▸ GOAL: Repeat every line below exactly as it reads.

▸ AVAILABLE DATA:
__________

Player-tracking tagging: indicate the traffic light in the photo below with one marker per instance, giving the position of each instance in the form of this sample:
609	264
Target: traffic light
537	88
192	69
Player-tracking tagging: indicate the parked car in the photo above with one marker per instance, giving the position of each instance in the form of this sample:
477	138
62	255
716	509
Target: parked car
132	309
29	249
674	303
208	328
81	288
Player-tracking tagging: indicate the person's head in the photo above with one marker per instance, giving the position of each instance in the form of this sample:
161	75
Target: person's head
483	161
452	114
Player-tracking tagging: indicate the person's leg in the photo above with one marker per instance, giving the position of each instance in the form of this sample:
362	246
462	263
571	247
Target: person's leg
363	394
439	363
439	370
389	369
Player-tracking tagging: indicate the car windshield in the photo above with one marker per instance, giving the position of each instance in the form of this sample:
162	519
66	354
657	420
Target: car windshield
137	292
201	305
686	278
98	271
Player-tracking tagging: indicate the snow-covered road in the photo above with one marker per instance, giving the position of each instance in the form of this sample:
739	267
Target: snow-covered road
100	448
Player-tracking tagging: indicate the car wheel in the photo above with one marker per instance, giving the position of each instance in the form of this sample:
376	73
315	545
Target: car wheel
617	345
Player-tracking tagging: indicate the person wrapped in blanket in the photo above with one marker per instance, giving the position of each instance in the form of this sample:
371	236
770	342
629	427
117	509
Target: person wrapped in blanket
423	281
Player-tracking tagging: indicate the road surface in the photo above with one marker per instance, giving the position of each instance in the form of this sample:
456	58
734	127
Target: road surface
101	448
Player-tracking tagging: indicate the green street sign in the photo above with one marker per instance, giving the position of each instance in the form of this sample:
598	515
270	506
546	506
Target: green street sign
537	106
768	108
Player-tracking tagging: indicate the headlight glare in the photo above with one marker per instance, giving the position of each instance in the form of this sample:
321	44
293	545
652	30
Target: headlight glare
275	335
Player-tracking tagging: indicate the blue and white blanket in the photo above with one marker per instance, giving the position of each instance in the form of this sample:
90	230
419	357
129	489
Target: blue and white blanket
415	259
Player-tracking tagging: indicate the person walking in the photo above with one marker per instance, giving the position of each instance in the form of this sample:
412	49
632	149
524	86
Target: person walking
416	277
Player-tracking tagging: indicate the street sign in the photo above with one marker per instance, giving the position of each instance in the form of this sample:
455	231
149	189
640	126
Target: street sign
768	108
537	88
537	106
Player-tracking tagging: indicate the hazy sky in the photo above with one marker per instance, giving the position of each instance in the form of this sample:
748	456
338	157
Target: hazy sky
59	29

__________

▸ RESPONSE FOR THIS EXERCISE:
Player-tracking tagging: indicate the traffic light in the photo below with one marker per instance, giving the position of each instance in the form of this sample:
609	264
Target: traffic light
537	88
192	69
Player-tracking tagging: indicate the parked car in the photo above with one marker per instance, giving the position of each instance in the form of this sample:
477	138
62	255
716	509
Target: parked car
132	309
29	249
674	303
208	328
81	288
Player-tracking tagging: indicate the person's head in the photo above with one marker per instance, giving the position of each instance in the form of this sample:
161	75
Target: person's head
483	161
452	114
Player-tracking tagging: indicate the person's leg in the photo above with one marker per instance, giving the position of each instance in the form of this sample:
362	246
462	263
571	247
Target: person's leg
363	394
439	363
439	370
389	369
Player-tracking tagging: indicate the car windshield in the photo above with one marker per instance, giving the position of each instance in the form of this sample:
162	519
66	354
657	420
Target: car windshield
137	292
201	305
686	278
98	271
Player-tracking tagging: indicate the snow-covered road in the photo above with one marker per instance, giving the position of each instance in the form of this sample:
739	267
Target: snow-covered road
100	448
Player-tracking tagging: indicate the car wheel in the photo above with one marker per instance, giving the position of each instance in the form of this sample:
376	73
315	545
Target: car wheel
617	345
Player-tracking tagging: indicate the person wrapped in blanket in the photo above with one marker per instance, giving the position of each instance in the form of this sample:
371	236
770	342
629	427
117	509
Target: person wrapped in blanket
423	281
Player-tracking tagging: indicate the road surface in the photo above with one marker per instance, giving the position of each instance in the form of this sample:
456	58
734	127
Target: road surface
101	448
Player-tracking tagging: indicate the green street sign in the photo above with one marker per instance, giving the position of each instance in the form of this sample:
598	515
270	506
546	506
Target: green street sign
537	106
768	108
Player-tracking tagging: indicate the headlight glare in the photo above with one marker per instance, giving the position of each instance in the form of this sample:
321	44
293	545
652	30
Target: headlight glare
275	335
Player-tracking tagging: indicate the blue and white blanket in the photo above with one marker per instance, giving the position of each instance in the form of this sample:
90	230
419	357
129	489
Target: blue and white blanket
415	259
Player-tracking tagging: indicate the person walking in the photo above with one marker per instance, giving the position of each instance in the form of this sample:
412	49
632	149
524	86
Target: person walking
416	277
Player-tracking tagging: indicate the street sign in the photo above with one marker per instance, giving the position of each instance in the form of this sample:
455	231
149	189
640	126
Target: street sign
768	108
537	88
537	106
Player-tracking tagging: indicate the hazy sky in the photo above with one marker per instance, giving the position of each instance in the form of this sample:
748	456
338	157
Target: hazy sky
59	29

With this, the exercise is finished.